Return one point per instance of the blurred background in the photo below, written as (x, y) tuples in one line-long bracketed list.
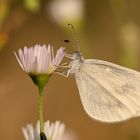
[(106, 29)]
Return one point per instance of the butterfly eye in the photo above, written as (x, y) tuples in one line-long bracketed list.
[(43, 136)]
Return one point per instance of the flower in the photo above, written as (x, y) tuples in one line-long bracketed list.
[(53, 131), (39, 62), (39, 59)]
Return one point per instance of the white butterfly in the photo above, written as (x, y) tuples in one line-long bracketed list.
[(109, 92)]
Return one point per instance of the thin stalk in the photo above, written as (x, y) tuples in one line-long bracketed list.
[(40, 109)]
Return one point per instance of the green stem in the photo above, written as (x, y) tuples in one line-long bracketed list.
[(40, 109)]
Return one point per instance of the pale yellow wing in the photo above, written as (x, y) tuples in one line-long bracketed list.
[(109, 92)]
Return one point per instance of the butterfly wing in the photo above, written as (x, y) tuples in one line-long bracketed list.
[(109, 92)]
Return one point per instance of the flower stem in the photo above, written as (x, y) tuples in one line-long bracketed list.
[(40, 109)]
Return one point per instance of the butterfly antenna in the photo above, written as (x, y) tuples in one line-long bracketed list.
[(75, 38)]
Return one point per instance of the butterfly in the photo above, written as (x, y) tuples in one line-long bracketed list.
[(108, 92)]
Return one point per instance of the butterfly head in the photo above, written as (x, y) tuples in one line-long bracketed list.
[(75, 63)]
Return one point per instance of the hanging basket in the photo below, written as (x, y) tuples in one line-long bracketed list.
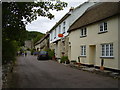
[(60, 35)]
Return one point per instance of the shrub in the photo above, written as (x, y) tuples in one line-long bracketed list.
[(64, 59)]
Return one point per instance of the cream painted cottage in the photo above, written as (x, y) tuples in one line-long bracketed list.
[(93, 37), (61, 44)]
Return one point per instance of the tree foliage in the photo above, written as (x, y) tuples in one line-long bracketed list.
[(17, 14)]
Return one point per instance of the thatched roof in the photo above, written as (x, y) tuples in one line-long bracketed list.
[(96, 13)]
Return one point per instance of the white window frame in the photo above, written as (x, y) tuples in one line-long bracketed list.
[(107, 50), (103, 27), (55, 33), (59, 29), (64, 23), (83, 32), (83, 50)]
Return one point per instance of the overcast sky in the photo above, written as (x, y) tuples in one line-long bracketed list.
[(43, 24)]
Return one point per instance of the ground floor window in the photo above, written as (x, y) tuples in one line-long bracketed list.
[(83, 50), (107, 50)]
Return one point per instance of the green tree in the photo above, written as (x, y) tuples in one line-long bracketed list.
[(15, 15)]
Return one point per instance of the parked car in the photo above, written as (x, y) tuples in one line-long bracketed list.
[(43, 55)]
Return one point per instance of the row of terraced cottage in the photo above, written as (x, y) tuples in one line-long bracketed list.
[(90, 35)]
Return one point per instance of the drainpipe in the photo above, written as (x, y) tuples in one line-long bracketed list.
[(102, 63)]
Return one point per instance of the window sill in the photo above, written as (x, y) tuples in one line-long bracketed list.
[(102, 32), (83, 36), (83, 56), (103, 57), (63, 33)]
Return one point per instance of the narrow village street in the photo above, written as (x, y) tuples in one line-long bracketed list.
[(31, 73)]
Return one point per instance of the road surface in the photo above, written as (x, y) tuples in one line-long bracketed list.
[(31, 73)]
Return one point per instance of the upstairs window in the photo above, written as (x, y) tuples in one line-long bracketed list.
[(107, 50), (59, 29), (64, 27), (83, 32), (83, 50), (103, 27)]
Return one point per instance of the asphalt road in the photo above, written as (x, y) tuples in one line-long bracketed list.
[(31, 73)]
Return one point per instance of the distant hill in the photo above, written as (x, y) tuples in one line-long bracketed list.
[(34, 35)]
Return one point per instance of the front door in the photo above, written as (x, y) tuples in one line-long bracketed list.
[(92, 54)]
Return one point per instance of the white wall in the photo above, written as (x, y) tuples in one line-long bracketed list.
[(93, 38), (71, 19)]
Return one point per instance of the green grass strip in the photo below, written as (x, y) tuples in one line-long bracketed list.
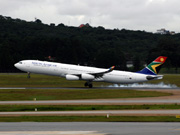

----

Exercise goal:
Leaving the images out, retype all the material above exactly.

Your response:
Return one point per instance of the blurred background in the photo below, written as (x, y) tuples in one line-long bracketed list.
[(106, 29)]
Return one point per instance of the butterfly eye in the photo above, written as (x, y) tuples in one line-long bracketed list.
[(43, 136)]
Return one point per instance of the flower in the photo above, written as (x, y) tuples in one line-long bracketed list.
[(53, 131), (39, 62), (39, 59)]
Return one point per instance of the white butterfly in the photo above, written as (x, y) tuples in one line-long bracketed list.
[(109, 92)]
Return one point per instance of the thin stalk in the photo above, written as (x, y) tuples in one line-long bracketed list.
[(40, 109)]
Return one point per instance of the green stem in the photo above, written as (x, y) tuples in one line-long bracketed list.
[(40, 109)]
Return one point per instance of the pale yellow wing in the photo above, written as (x, y) tuples in one line-long bracketed list.
[(109, 92)]
Return one point per instance of the butterfly wing in the photo above, written as (x, y) tuples in one line-long bracketed list.
[(109, 92)]
Return one point per instance of the flower stem in the photo above, written as (x, y) tuples in one line-long bracketed list.
[(40, 109)]
Return one point per instance of the butterfly antenna in the photo above, written as (x, y) tuples in one line-long bracketed list.
[(75, 38)]
Return one point per instance of the butterfly in the photo above, written as (x, y) tuples in one line-long bracketed list.
[(108, 92)]
Return one point per instance of the butterfly head in the photo above, written as (x, y) tuples in one line-long bracketed list.
[(75, 63)]
Return one point per instance of the hanging basket in the photo below, written as (x, y) tuples in one line-long bracketed list.
[(60, 35)]
Return one point per instance of the shrub in the photo above, written as (x, y) tuples in one line-long bracketed list.
[(64, 59)]
Return one point per instance of the cream painted cottage in the photo above, written as (x, y) tuples in one line-long bracketed list.
[(93, 37), (61, 44)]
Return one point per instance of the tree foliage in the photo above, written as (x, y) tuples in one line-long bracketed list.
[(17, 14)]
Return one point per instance of the thatched roof in the photo above, written as (x, y) tuples in one line-long bracketed list.
[(96, 13)]
Return one point per instance of the white window frame in the photo above, written as (x, y) tuples in one line-long bracketed list.
[(107, 50), (103, 27), (55, 33), (59, 29), (64, 23), (83, 32), (83, 50)]
Return one point per instance of the overcast sky in the photo above, written as (x, y) tuples in one line-long bracketed list.
[(43, 24)]
Return one point per instance of the ground floor window in the photo above, written as (x, y) tuples in one line-long bracketed list.
[(83, 50), (107, 50)]
Return one point per instance of the green tree in the photo above, written as (x, y) tuples in one line-long bracketed list.
[(15, 15)]
Return one point per instance of the parked car in the photo above, written as (x, y) tuples in one line-long bracketed list.
[(43, 55)]
Return one point per instance of the row of terraced cottage in the photo above, written as (x, y) tuples in one line-long bracketed list.
[(90, 35)]
Return one point per instance of the drainpipe in the photo above, written as (x, y) tuples in one line-long bracketed list.
[(102, 63)]
Return one point per instance of the window sill in the photo above, written as (x, y) tuples in one line-long bracketed list.
[(102, 32), (83, 36), (83, 56), (103, 57), (63, 33)]
Return one point per instance of the narrow village street in the photo above, written as (x, y) tuples in one line-long bracketed list.
[(31, 73)]
Return one point per instance of the road surface in the photo above, written as (x, y) tuples in one line-long bracketed list.
[(31, 73)]
Return one point per instance of the upstairs window in the photo above, written as (x, y) tuples in one line-long bracketed list.
[(107, 50), (59, 29), (64, 27), (83, 32), (83, 50), (103, 27)]
Return one point per instance of the asphalt road in the photo above, written as (x, y) tuples in one line-long bracketed list.
[(31, 73)]
Return one point per instance of the distant hill in the photo above, written as (x, y) tuples in one line-long bracketed list.
[(34, 35)]
Return one point per instance of the front door in the photo above, written as (x, y) tuples in one line-long bracketed list.
[(92, 54)]
Return one point per instance of the white wall in the photo above, written as (x, y) tuples in one line-long bracketed list.
[(93, 38), (71, 19)]
Return one point per instance of the green grass strip in the photo below, written as (x, y) tuples in one line-long bracketed list.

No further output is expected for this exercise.